Excerpted text

________________________

- Born: 20 May 1908 Spokane, Washington
- Died: 25 September 1993 (aged 85) Falls Church, Virginia
- Occupation: Botanist

= Francis Raymond Fosberg =

American botanist

Francis Raymond Fosberg (20 May 1908 - 25 September 1993) was an American botanist. A prolific collector and author, he played a significant role in the development of coral reef and island studies.

==History==
Ray Fosberg was born in Spokane, Washington but grew up in Turlock, California. He received a B.A. in Botany at Pomona College in 1930. Fosberg worked as a plant researcher at the Los Angeles County Museum, specializing in plants from islands on the coast of California and of the desert Southwest.

________________________

Extract the passage of the Fosberg biography from "- Born: 20 May" to "the desert Southwest.", reproducing it word for word. Rely only on the biographical text about Francis Raymond Fosberg given here.

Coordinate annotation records
________________________

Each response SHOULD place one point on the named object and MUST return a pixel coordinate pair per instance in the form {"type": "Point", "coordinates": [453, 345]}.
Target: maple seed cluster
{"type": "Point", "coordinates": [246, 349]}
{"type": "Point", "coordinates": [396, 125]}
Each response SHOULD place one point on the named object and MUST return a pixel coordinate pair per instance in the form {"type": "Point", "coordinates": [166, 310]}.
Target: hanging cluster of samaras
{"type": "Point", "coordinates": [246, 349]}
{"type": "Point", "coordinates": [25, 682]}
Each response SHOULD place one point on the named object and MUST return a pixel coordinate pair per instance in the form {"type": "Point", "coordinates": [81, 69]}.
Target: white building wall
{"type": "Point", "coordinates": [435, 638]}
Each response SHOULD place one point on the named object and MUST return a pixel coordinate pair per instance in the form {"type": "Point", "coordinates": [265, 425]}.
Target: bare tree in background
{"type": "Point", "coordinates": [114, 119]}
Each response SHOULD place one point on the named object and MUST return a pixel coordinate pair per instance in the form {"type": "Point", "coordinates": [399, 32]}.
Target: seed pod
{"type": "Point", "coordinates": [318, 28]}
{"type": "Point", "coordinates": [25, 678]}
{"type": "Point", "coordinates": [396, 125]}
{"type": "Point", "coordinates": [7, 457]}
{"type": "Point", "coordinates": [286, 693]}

________________________

Exercise solution
- Born: 20 May 1908 Spokane, Washington
- Died: 25 September 1993 (aged 85) Falls Church, Virginia
- Occupation: Botanist

= Francis Raymond Fosberg =

American botanist

Francis Raymond Fosberg (20 May 1908 - 25 September 1993) was an American botanist. A prolific collector and author, he played a significant role in the development of coral reef and island studies.

==History==
Ray Fosberg was born in Spokane, Washington but grew up in Turlock, California. He received a B.A. in Botany at Pomona College in 1930. Fosberg worked as a plant researcher at the Los Angeles County Museum, specializing in plants from islands on the coast of California and of the desert Southwest.